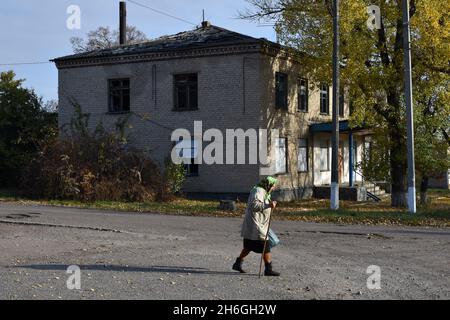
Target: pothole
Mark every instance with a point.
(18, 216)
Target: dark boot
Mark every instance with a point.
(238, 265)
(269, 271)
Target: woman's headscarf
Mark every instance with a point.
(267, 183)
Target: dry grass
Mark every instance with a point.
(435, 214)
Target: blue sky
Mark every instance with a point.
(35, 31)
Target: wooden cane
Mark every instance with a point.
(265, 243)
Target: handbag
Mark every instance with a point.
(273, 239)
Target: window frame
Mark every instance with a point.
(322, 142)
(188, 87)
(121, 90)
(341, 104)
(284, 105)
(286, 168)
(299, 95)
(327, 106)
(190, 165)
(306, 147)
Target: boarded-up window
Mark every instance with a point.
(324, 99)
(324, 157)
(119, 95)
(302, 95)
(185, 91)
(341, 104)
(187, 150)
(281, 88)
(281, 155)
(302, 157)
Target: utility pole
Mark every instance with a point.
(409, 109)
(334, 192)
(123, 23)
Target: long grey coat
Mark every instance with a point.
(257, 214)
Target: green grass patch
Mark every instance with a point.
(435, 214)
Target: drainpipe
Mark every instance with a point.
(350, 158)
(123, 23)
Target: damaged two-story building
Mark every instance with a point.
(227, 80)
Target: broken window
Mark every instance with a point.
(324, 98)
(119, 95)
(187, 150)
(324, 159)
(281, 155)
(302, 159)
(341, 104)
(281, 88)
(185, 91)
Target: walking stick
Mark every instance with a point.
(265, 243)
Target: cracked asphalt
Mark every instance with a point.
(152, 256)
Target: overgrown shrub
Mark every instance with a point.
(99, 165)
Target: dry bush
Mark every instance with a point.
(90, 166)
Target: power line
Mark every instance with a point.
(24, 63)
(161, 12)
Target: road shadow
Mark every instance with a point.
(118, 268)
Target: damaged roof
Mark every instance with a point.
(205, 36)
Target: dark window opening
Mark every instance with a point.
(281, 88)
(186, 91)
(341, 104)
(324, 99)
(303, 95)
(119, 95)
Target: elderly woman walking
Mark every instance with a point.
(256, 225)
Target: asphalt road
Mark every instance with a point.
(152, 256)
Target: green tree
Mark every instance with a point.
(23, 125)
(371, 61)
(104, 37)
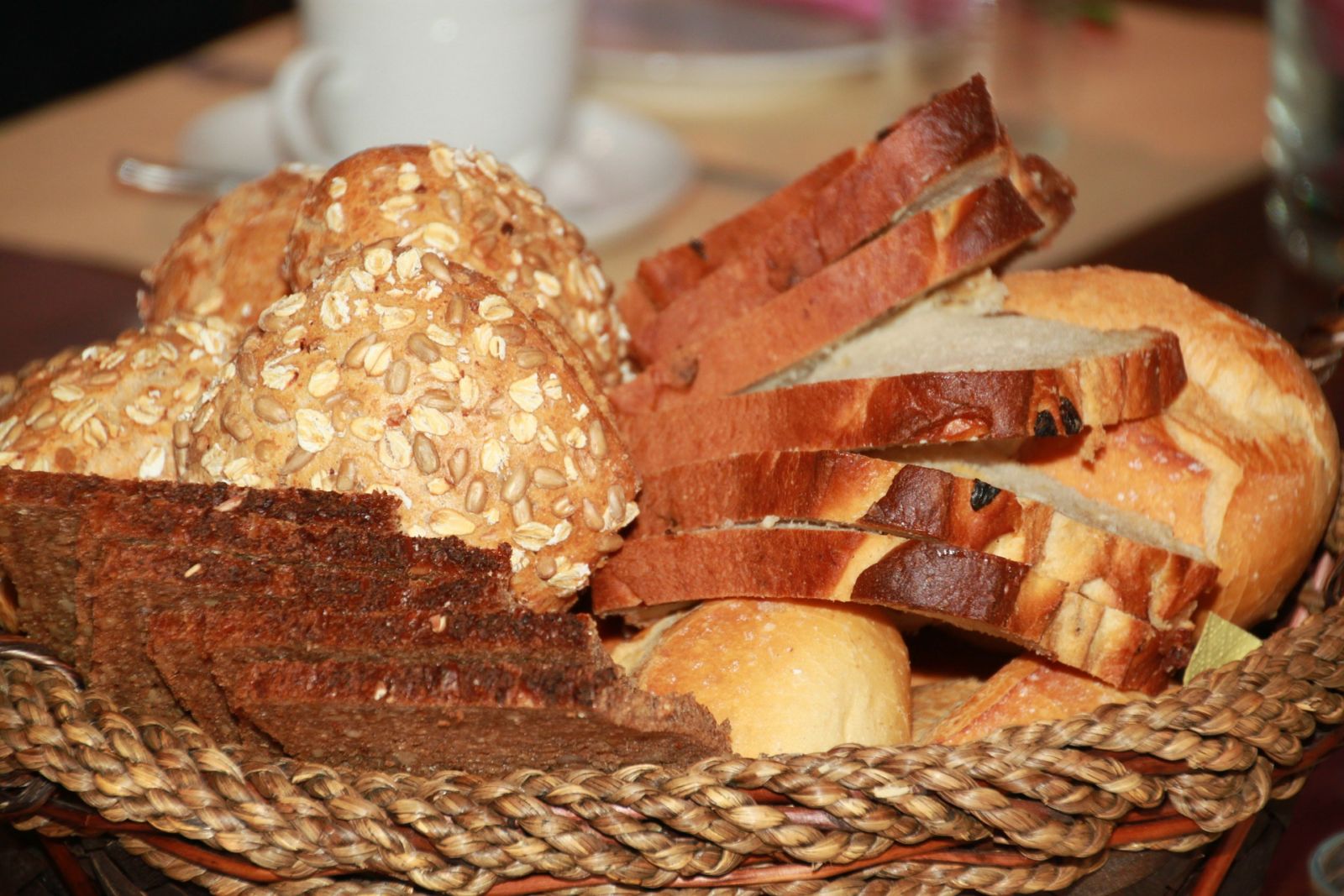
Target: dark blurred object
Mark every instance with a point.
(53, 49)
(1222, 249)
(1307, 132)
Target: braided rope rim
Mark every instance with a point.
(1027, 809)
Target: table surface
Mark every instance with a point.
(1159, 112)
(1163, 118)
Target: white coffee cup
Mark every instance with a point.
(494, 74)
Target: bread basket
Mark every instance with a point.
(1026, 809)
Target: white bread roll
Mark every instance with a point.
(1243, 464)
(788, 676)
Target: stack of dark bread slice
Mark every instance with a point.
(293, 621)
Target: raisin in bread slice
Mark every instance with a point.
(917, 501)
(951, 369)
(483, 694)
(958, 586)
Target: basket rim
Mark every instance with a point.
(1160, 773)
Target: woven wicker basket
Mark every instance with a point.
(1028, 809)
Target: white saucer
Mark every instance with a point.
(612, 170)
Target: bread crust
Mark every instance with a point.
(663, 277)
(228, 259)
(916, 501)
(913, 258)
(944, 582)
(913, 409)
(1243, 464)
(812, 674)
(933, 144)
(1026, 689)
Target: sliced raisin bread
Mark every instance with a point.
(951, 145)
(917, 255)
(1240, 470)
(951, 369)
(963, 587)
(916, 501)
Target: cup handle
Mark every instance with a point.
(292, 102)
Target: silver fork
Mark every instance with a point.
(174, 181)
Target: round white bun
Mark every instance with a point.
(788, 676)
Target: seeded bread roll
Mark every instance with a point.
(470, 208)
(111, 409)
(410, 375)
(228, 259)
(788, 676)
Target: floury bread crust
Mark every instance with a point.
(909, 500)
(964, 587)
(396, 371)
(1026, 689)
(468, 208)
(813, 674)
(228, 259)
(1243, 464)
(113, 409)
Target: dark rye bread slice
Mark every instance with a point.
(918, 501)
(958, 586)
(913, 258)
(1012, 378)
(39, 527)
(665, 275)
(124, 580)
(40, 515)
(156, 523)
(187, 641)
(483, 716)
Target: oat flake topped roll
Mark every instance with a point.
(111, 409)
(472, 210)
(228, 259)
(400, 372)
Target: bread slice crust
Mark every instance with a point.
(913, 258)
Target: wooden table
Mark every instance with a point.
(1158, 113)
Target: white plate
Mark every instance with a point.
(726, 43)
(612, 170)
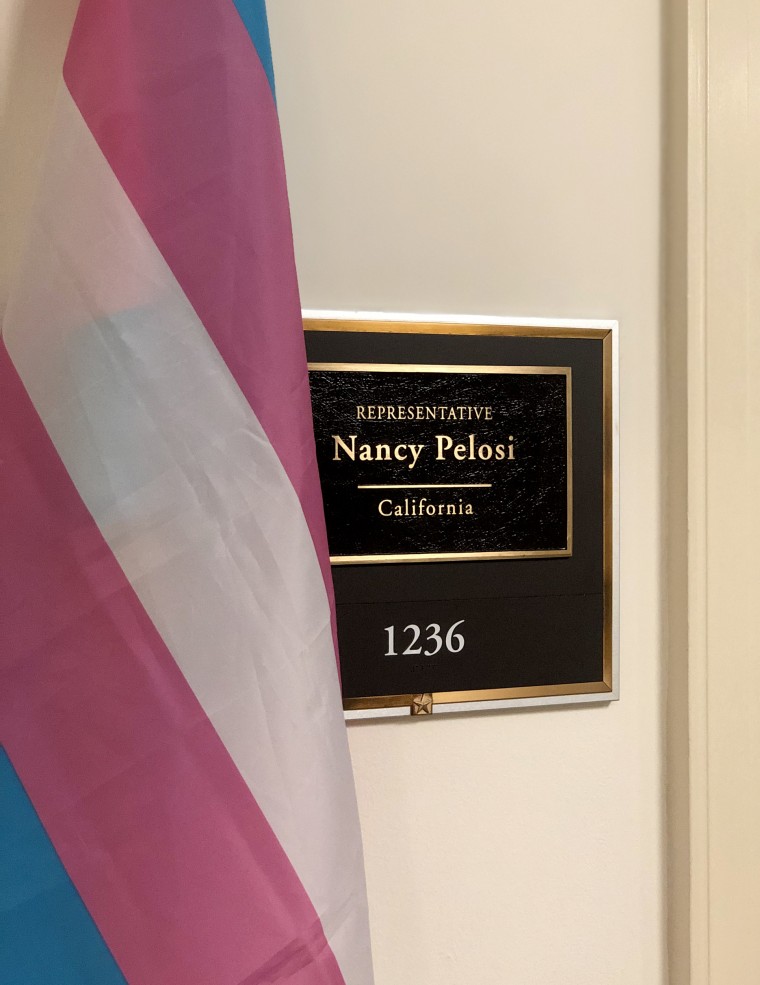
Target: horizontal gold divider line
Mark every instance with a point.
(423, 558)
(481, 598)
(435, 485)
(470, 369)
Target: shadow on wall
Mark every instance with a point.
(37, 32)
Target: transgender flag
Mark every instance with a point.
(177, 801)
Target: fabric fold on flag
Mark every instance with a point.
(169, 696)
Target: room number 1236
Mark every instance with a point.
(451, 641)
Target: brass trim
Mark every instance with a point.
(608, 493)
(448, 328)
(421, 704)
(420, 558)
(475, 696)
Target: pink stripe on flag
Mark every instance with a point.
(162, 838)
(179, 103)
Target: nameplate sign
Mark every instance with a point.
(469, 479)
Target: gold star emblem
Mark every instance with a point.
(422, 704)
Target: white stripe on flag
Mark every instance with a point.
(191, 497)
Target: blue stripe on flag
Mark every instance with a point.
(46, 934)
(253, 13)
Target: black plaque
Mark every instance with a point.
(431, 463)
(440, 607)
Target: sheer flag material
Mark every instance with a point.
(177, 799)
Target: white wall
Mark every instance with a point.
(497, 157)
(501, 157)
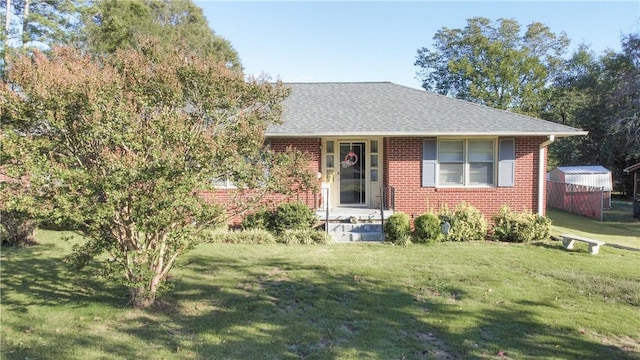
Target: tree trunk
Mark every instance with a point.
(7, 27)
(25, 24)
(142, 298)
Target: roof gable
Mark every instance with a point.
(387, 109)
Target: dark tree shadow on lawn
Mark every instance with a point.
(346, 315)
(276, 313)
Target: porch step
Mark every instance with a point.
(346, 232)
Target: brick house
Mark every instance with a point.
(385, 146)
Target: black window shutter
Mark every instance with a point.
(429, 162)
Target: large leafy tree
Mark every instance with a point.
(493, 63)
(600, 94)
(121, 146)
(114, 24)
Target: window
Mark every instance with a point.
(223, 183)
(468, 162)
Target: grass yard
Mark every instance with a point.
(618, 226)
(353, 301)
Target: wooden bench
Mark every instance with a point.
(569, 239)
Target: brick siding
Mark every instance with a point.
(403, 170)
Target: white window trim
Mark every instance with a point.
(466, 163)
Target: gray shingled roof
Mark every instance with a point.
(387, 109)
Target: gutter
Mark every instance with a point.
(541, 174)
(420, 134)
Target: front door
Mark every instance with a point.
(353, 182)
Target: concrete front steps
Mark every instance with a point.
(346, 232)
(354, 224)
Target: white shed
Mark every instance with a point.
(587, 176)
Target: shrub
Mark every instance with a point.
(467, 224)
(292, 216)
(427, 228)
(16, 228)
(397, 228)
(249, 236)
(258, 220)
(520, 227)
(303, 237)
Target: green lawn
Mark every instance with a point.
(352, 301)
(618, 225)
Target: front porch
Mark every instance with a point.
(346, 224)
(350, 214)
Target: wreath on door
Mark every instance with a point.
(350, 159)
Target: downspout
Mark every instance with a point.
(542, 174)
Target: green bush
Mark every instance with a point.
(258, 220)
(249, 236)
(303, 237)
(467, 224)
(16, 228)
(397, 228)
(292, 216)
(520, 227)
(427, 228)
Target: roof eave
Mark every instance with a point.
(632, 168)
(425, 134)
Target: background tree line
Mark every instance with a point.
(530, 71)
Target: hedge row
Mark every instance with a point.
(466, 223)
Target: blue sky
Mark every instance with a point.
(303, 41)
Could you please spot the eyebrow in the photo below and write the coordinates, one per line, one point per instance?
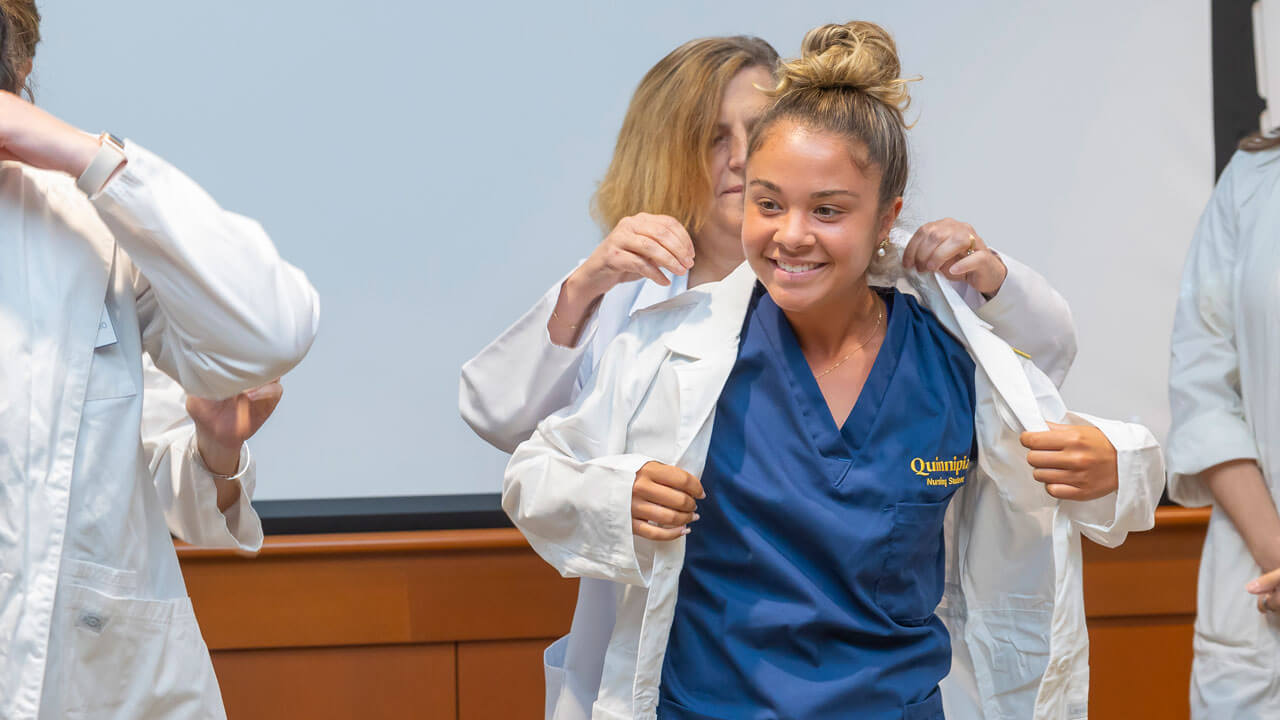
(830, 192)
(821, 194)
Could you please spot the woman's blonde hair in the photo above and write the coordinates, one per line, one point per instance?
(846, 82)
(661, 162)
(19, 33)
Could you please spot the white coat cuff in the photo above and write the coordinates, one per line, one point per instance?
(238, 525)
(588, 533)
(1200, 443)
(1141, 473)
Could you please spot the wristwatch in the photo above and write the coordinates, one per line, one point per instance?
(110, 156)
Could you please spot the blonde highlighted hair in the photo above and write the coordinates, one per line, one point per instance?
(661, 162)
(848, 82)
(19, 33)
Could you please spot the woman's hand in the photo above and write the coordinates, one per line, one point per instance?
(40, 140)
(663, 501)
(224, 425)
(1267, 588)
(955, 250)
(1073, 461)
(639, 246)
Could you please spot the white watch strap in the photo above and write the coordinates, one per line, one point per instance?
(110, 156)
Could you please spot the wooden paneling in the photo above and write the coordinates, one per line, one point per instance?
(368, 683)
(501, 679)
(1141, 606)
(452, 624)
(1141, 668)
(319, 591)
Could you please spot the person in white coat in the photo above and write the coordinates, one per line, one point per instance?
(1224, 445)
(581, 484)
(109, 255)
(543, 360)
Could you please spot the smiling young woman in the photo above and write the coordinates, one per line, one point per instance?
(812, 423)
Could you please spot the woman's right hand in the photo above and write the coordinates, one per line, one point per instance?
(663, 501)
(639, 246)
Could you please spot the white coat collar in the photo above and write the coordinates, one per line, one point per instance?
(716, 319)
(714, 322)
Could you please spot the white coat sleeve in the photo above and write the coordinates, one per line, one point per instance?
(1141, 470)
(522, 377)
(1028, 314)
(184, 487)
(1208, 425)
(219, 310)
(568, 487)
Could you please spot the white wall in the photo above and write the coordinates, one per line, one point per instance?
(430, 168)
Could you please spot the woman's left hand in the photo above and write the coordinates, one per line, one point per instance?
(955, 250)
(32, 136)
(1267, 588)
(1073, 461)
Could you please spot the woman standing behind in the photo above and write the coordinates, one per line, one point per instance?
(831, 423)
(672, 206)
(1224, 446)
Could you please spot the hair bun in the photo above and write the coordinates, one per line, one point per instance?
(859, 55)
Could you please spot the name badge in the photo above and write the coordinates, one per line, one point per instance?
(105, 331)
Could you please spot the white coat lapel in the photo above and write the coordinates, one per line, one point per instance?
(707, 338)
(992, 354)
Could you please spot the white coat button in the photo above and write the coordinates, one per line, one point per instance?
+ + + + + + +
Task goal ::
Please copy out from the data above, without any picture, exactly the lines running from the one that holds "Target: gold star emblem" through the one that holds "Target: dark tree shadow on lawn", and nothing beyond them.

Exercise output ::
Target: gold star emblem
Mark every instance with a point.
(422, 704)
Target: white stripe on flag
Mark every instance with a point.
(191, 497)
Target: blue stripe on flag
Mark every instance with a point.
(46, 934)
(253, 13)
Target: black plaque
Mark every instance with a point.
(431, 463)
(440, 607)
Target: sheer flag material
Mark every instance with a point.
(177, 799)
Target: white wall
Mark every instance with a point.
(497, 157)
(501, 157)
Target: tree trunk
Mark every instance with a point.
(7, 27)
(25, 24)
(142, 298)
Target: roof gable
Mark every instance with a point.
(387, 109)
Target: dark tree shadow on lawn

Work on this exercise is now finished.